■ Exercise details
Quote the rows below verbatim, and omit the pictures from your reply.

■ Input
BEGIN

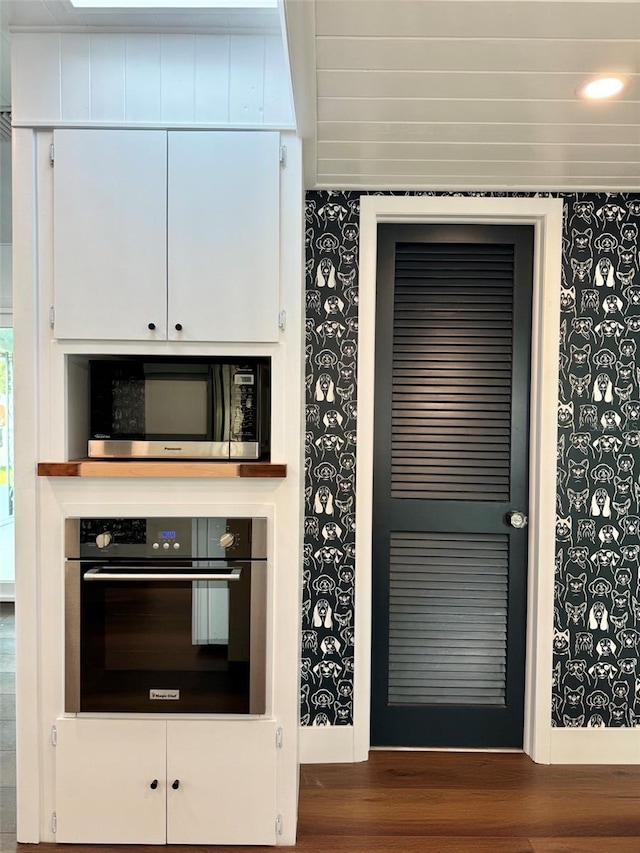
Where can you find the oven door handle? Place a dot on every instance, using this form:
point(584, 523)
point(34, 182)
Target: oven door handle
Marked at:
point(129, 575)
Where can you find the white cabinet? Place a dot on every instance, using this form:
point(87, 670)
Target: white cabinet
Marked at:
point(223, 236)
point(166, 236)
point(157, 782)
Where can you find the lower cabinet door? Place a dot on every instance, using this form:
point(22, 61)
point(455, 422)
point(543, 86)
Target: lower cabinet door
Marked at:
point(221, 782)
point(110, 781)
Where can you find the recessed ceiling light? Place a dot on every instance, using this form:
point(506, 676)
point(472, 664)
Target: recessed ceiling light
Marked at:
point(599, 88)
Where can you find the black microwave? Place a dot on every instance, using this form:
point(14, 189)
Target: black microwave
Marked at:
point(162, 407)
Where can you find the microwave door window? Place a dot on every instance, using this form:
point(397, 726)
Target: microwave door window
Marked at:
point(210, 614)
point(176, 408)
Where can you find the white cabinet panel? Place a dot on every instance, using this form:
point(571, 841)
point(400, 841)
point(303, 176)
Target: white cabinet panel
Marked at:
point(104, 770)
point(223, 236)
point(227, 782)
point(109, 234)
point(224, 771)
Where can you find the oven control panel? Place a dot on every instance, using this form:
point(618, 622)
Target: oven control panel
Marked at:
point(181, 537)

END

■ Solution for this problem
Where can you find the oven door handle? Place a dot on every instance, using this form:
point(584, 523)
point(34, 182)
Target: oven door handle
Marked at:
point(129, 575)
Where can you find the white cabinet? Place a dot on every instance, using this form:
point(87, 670)
Target: white cabinet
Marked at:
point(223, 236)
point(166, 236)
point(157, 782)
Where can you find the lower cabinet door? Place a dot on every instance, using this form:
point(22, 61)
point(455, 422)
point(543, 86)
Target: lower cabinet door
Marked at:
point(221, 782)
point(110, 781)
Where can you find the recessed ceiling light? Place a dot on every instance, using this form:
point(506, 676)
point(472, 664)
Target: recessed ceiling light
Marked at:
point(599, 88)
Where can you find the black microwave? Place a dot on every instance, using this form:
point(14, 189)
Target: black microwave
Marked at:
point(162, 407)
Where can you find the microwave door window? Place a dot on every instance, using this form:
point(397, 726)
Target: microwave door window
Marked at:
point(210, 614)
point(176, 408)
Where can you find the white cabinet panel? Place a dot on every instance, using this form:
point(571, 841)
point(400, 841)
point(303, 176)
Target: white cabinet panel
Marked at:
point(104, 770)
point(223, 236)
point(227, 782)
point(109, 234)
point(224, 771)
Where can you find the oven control panel? Place a dot on every instance, using this form:
point(618, 622)
Target: oven control panel
Marked at:
point(181, 537)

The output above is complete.